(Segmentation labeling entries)
>> Start
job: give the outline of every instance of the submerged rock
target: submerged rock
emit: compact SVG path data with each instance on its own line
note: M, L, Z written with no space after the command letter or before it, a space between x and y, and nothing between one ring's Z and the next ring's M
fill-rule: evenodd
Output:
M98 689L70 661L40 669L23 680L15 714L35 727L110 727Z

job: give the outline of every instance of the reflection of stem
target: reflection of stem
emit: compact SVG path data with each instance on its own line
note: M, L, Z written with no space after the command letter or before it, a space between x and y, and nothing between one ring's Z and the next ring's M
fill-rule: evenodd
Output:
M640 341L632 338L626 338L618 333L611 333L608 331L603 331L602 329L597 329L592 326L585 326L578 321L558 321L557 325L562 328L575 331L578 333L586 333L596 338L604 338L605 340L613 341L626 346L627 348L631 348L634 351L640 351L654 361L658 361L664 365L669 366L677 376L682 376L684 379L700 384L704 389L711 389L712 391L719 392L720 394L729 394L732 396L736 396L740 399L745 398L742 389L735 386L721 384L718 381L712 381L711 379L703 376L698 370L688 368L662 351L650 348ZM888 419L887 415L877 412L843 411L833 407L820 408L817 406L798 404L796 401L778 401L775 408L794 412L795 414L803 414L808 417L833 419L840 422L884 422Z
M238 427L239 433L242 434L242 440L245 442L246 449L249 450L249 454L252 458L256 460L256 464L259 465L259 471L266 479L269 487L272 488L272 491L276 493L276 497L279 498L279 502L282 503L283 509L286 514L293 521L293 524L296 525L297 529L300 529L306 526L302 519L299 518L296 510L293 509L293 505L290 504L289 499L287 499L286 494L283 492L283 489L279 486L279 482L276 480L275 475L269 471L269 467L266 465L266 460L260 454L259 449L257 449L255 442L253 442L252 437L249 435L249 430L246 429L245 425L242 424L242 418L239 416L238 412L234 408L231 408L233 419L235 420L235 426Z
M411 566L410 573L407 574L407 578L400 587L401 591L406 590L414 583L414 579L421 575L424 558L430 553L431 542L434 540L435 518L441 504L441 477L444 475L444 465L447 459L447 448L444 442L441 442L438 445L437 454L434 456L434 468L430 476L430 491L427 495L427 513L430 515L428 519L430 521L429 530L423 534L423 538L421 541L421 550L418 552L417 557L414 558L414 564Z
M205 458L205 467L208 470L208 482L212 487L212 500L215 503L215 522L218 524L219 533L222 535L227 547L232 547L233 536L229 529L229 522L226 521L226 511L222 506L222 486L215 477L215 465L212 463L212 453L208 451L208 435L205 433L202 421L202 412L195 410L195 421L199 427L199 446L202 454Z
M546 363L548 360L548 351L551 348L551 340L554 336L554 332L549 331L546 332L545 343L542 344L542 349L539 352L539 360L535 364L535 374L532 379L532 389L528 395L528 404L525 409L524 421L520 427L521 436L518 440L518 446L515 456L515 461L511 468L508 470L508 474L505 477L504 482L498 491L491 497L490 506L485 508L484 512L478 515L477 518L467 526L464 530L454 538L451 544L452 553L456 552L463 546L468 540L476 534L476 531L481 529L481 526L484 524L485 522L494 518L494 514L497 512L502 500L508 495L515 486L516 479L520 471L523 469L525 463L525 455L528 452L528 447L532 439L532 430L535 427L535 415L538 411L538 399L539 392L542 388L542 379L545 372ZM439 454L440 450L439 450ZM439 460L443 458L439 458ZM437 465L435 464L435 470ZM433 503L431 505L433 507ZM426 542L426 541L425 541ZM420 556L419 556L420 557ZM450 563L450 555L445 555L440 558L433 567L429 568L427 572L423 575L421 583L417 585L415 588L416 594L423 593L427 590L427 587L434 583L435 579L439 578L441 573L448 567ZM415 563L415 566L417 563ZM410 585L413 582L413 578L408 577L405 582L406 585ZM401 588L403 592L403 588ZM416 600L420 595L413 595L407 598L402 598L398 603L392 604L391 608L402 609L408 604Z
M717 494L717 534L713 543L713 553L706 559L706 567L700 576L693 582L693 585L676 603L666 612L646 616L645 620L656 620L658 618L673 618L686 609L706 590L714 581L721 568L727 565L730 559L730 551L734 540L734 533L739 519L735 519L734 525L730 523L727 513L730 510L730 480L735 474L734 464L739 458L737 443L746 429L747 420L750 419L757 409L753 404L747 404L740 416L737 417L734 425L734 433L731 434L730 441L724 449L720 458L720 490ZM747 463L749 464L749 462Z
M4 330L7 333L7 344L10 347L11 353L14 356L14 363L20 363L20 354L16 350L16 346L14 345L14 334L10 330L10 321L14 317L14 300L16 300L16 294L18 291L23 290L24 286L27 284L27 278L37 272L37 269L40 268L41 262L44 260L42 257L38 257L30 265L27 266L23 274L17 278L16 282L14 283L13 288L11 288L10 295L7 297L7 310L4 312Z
>> End
Repeat the stretch of the material from the start through the line containing "M98 689L70 661L40" without any changes, and include nothing else.

job: give the outline of every instance of the submerged rock
target: submerged rock
emit: compact SVG path data with each instance on its own line
note: M, L, Z written with no space after the command letter or before it, a space between x and y, and nothing between one ring's Z and the next ring's M
fill-rule: evenodd
Output:
M98 689L70 661L40 669L23 680L15 714L35 727L110 727Z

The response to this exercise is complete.